Find the word "banner" in the records and copy every line where it occurs.

### Exercise data
◆ ◆ ◆ ◆ ◆
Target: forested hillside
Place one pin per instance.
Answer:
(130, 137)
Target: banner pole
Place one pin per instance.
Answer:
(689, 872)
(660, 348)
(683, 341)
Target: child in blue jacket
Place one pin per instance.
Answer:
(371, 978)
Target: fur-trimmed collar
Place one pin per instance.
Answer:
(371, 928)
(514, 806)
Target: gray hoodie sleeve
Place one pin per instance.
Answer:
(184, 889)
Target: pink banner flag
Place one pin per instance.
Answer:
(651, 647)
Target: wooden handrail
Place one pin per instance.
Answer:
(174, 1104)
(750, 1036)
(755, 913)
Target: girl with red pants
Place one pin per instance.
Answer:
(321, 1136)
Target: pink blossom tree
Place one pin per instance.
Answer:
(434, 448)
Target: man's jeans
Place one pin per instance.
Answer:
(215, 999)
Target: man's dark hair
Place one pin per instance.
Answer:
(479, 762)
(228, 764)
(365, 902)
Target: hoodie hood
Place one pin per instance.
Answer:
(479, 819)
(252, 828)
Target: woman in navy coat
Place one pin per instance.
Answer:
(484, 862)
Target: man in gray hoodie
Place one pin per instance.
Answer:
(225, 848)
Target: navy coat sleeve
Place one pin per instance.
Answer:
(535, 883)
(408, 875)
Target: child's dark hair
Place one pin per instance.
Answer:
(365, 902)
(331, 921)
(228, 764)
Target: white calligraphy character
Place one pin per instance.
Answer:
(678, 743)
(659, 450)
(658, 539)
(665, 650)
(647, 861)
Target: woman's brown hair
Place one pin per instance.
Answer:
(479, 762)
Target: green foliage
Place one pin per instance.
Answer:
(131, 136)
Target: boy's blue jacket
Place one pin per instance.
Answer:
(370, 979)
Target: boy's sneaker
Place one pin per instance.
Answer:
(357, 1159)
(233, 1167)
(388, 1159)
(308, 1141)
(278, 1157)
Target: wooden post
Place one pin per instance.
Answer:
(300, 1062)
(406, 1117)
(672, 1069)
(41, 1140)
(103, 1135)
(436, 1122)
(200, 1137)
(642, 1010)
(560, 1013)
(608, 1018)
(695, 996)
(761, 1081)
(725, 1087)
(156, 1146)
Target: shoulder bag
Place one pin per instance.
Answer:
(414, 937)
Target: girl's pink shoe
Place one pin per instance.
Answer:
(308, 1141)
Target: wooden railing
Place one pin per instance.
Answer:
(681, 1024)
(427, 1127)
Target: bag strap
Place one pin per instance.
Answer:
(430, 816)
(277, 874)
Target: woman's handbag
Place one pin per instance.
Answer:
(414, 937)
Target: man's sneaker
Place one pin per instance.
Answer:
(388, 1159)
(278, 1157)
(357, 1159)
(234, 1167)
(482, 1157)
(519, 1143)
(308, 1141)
◆ ◆ ◆ ◆ ◆
### Task solution
Target: banner pole
Target: pink banner flag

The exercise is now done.